(TUJUAN LATIHAN):
A: Suntinglah teks tentang hidayah dari "Apa namanya semua" sampai "jalan-Nya yang lurus.", lalu ganti "anugerah terbesar" dengan "karunia terbesar".
B: Lanjutkan teks tentang hidayah mulai dari bagian sesudah kalimat terakhirnya.

(BAGIAN DOKUMEN):
▼

Pernahkah terpikirkan bahwa kita tengah
berada dalam anugerah yang tiada ternilai dari Dzat yang memiliki
kerajaan langit dan bumi, sementara begitu banyak orang yang dihalangi
untuk memperolehnya?
Kita bisa tahu ajaran yang benar dari
agama Islam ini. Tahu ini haq, itu batil… Ini tauhid, itu syirik…. Ini
sunnah, itu bid’ah… Lalu kita dimudahkan untuk mengikuti yang haq dan
meninggalkan yang batil. Sementara, banyak orang tidak mengerti mana
yang benar dan mana yang sesat, atau ada yang tahu tapi tidak dimudahkan
baginya untuk mengamalkan al-haq, malah ia gampang berbuat kebatilan.
Kita dapat berjalan mantap di bawah cahaya yang terang-benderang, sementara banyak orang yang tertatih meraba dalam kegelapan.
Kita tahu apa tujuan hidup kita dan
kemana kita kan menuju. Sementara, ada orang-orang yang tidak tahu untuk
apa sebenarnya mereka hidup. Bahkan kebanyakan mereka menganggap mereka
hidup hanya untuk dunia, sekadar makan, minum, dan bersenang-senang di
dalamnya.
Apa namanya semua yang kita miliki ini,
wahai saudariku, kalau bukan anugerah terbesar, nikmat yang tiada
ternilai? Inilah hidayah dan taufik dari Allah Subhanahu wa Ta’ala
kepada jalan-Nya yang lurus.
Dalam Tanzil-Nya, Allah Subhanahu wa Ta’ala berfirman:
وَاللهُ يَهْدِي مَنْ يَشَاءُ إِلَى صِرَاطٍ مُسْتَقِيمٍ
“Allah memberikan hidayah kepada siapa yang dikehendaki-Nya kepada jalan yang lurus.” (Al-Baqarah: 213)
Fadhilatusy Syaikh Al-’Allamah Muhammad
ibnu Shalih Al-Utsaimin rahimahullahu menerangkan dalam tafsirnya bahwa
hidayah di sini maknanya adalah petunjuk dan taufik. Allah Subhanahu wa
Ta’ala berikan hidayah ini kepada orang yang pantas mendapatkannya,
karena segala sesuatu yang dikaitkan dengan kehendak Allah Subhanahu wa
Ta’ala maka mesti mengikuti hikmah-Nya. Siapa yang beroleh hidayah maka
memang ia pantas mendapatkannya. (Tafsir Al-Qur’anil Karim, 3/31)

▲

[Baris dari set data segmentasi]
▼

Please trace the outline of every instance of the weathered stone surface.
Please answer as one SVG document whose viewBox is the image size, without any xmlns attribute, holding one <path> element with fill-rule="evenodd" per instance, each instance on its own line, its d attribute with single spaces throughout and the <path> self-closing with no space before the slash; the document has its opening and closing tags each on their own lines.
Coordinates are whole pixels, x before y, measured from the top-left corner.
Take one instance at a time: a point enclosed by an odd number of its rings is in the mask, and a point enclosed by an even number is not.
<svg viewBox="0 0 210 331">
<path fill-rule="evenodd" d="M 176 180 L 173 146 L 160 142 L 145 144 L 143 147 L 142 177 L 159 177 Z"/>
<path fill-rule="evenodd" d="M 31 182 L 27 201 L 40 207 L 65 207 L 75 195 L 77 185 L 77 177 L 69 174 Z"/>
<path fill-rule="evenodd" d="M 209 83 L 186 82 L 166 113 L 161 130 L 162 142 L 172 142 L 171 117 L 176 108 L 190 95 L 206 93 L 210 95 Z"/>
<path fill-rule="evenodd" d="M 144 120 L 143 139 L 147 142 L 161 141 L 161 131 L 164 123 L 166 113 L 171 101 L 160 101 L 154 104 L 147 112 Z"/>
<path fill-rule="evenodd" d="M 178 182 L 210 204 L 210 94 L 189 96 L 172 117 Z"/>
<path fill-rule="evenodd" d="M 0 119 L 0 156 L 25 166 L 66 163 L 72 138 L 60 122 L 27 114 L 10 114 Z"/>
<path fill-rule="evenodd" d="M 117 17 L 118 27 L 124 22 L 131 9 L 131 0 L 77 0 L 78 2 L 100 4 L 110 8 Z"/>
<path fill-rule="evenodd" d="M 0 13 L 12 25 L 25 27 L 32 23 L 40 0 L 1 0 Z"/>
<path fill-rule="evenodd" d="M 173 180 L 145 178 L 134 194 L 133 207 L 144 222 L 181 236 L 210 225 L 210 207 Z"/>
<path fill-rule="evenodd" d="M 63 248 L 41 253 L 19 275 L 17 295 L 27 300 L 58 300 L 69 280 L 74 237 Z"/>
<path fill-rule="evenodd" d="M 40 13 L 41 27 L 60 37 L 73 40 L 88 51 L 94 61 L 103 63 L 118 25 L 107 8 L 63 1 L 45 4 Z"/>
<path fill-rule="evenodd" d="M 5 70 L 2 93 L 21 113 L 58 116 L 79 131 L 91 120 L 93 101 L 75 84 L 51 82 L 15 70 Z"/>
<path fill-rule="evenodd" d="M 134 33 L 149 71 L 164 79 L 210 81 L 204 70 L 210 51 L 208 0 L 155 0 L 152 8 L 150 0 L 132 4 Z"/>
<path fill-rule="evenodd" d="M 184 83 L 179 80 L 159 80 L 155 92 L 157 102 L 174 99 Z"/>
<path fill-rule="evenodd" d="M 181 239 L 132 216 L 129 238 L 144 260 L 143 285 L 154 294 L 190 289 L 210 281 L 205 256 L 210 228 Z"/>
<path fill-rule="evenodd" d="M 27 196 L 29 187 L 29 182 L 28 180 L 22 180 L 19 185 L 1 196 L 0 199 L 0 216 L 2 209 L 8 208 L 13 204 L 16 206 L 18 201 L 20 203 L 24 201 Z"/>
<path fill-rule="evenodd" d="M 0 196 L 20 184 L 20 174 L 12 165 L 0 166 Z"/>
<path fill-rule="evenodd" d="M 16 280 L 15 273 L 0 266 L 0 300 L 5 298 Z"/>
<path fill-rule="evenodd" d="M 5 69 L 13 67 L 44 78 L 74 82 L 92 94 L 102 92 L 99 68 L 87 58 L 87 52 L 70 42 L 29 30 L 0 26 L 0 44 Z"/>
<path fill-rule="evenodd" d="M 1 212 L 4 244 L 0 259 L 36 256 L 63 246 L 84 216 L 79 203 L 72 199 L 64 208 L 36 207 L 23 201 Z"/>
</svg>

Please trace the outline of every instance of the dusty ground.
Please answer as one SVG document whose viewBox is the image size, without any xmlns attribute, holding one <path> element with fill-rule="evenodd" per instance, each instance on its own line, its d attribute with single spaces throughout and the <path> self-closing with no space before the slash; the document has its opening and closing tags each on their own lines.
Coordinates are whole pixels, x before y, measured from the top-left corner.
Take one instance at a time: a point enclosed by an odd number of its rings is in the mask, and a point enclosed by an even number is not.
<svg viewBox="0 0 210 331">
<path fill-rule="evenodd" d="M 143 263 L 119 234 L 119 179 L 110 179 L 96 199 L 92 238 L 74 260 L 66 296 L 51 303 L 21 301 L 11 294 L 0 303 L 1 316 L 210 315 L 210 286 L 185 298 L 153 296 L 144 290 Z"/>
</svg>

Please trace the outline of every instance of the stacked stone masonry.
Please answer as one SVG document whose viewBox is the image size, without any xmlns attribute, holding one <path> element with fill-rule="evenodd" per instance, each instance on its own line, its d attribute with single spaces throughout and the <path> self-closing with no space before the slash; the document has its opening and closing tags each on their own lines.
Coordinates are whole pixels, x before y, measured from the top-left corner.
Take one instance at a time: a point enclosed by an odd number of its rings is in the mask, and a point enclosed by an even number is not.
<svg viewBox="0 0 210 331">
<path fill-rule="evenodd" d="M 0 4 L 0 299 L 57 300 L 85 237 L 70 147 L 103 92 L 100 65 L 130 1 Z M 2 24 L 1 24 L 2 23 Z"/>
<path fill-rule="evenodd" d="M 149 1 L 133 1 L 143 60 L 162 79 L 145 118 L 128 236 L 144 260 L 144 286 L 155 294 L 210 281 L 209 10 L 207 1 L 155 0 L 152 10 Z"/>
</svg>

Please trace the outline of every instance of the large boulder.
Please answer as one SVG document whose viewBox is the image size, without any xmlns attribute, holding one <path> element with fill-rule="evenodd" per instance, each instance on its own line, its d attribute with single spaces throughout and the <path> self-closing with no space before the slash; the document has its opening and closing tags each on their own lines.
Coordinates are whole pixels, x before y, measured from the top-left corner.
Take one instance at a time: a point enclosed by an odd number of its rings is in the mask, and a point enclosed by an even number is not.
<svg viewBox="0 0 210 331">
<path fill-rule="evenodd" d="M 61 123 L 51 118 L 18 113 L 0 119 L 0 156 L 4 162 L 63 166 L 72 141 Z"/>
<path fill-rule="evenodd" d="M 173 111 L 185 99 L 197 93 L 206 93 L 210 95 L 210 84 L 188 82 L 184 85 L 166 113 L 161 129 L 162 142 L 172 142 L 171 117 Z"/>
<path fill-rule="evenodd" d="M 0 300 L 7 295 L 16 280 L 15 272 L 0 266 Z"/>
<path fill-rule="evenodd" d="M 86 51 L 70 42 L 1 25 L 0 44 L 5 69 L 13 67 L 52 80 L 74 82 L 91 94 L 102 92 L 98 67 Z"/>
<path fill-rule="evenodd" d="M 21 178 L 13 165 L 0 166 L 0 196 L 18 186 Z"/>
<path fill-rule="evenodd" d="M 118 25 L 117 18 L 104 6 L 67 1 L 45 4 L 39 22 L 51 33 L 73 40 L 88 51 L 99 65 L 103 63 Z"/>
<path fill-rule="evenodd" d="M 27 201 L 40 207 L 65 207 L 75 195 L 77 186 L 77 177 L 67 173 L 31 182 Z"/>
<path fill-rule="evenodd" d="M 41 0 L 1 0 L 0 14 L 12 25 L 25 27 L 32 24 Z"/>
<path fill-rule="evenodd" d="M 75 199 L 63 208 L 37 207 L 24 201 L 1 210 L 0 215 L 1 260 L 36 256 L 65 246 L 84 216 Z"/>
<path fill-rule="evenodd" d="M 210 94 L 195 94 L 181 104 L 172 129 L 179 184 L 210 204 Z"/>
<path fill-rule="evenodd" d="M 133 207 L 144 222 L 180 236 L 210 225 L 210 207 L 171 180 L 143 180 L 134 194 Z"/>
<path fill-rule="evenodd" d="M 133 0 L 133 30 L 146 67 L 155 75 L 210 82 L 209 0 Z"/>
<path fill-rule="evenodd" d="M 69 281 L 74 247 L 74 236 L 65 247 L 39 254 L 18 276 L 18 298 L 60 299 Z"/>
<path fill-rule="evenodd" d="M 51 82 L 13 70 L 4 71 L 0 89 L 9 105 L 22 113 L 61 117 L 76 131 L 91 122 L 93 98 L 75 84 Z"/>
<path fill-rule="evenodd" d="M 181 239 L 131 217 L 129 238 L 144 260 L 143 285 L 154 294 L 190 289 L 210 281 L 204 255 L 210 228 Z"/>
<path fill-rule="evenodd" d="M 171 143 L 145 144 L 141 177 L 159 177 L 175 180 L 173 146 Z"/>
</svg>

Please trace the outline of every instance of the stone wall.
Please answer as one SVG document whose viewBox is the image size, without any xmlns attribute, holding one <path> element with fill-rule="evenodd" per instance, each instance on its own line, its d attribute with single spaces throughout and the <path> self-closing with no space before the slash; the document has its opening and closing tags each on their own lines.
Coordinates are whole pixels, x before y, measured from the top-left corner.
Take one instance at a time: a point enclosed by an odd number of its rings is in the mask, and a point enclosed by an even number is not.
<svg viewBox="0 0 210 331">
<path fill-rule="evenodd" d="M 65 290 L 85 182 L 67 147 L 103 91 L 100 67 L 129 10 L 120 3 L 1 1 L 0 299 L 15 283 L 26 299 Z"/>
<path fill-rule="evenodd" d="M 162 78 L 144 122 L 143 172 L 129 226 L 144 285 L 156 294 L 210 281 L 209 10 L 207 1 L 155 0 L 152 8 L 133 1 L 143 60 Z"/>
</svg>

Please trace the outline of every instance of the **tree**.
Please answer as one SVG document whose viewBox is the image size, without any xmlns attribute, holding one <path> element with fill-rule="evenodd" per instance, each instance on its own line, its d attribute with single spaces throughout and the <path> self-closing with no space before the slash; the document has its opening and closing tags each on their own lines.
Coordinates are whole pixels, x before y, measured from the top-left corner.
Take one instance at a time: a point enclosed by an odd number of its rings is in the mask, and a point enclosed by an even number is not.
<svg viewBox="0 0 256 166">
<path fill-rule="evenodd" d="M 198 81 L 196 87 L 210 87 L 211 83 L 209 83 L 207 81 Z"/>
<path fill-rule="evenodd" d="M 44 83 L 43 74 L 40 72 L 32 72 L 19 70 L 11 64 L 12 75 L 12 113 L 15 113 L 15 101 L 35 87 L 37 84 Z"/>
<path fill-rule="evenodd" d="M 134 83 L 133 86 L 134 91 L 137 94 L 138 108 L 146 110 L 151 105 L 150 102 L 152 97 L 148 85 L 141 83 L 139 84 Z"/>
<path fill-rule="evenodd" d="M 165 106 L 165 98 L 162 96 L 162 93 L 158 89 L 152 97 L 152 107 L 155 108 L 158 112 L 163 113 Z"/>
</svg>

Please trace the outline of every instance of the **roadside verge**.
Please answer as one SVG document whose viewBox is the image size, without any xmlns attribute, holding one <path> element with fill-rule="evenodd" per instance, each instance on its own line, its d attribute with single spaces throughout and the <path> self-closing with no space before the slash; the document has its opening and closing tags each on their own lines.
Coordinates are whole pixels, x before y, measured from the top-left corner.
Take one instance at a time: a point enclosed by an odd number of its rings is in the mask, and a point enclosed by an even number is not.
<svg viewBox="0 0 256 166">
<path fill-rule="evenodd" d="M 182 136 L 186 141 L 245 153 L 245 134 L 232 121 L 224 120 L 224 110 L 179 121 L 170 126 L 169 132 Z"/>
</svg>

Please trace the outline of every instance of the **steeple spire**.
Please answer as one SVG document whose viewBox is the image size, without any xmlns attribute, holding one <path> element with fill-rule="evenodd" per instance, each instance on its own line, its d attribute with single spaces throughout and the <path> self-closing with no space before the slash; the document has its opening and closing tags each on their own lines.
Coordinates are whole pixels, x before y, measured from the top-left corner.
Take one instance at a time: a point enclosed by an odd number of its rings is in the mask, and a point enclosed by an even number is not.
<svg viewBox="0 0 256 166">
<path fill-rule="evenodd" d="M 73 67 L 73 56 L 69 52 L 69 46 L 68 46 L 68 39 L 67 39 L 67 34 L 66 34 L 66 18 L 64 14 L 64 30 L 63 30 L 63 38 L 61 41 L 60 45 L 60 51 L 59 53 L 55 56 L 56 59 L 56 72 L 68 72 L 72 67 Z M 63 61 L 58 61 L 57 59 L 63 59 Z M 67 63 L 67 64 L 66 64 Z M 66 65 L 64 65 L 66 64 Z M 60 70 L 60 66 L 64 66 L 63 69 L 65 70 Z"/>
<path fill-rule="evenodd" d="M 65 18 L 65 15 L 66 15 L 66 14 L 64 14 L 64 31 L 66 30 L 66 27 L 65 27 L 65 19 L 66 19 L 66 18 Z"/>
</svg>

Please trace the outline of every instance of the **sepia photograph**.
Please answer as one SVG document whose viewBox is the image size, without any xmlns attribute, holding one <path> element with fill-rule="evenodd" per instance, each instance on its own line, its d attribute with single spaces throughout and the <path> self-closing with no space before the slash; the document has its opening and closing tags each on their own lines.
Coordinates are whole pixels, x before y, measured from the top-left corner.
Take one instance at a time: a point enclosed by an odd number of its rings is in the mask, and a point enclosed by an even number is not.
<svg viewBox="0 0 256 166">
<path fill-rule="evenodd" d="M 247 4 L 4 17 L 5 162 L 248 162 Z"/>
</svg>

▲

(KUNCI JAWABAN):
A:
Apa namanya semua yang kita miliki ini,
wahai saudariku, kalau bukan karunia terbesar, nikmat yang tiada
ternilai? Inilah hidayah dan taufik dari Allah Subhanahu wa Ta’ala
kepada jalan-Nya yang lurus.

B:
Fadhilatusy Syaikh Shalih ibnu Fauzan Al-Fauzan hafizhahullah ketika menjelaskan ayat:
وَهُوَ أَعْلَمُ بِالْمُهْتَدِيْنَ
beliau berkata, “Allah Subhanahu wa
Ta’ala tidak meletakkan hidayah di dalam hati kecuali kepada orang yang
pantas mendapatkannya. Adapun orang yang tidak pantas memperolehnya,
maka Allah Subhanahu wa Ta’ala mengharamkannya beroleh hidayah tersebut.
Allah Yang Maha Mengetahui, Maha Memiliki hikmah, Maha Mulia lagi Maha
Tinggi, tidak memberikan hidayah hati kepada setiap orang, namun hanya
diberikannya kepada orang yang diketahui-Nya berhak mendapatkannya dan
dia memang pantas. Sementara orang yang Dia ketahui tidak pantas beroleh
hidayah dan tidak cocok, maka diharamkan dari hidayah tersebut.”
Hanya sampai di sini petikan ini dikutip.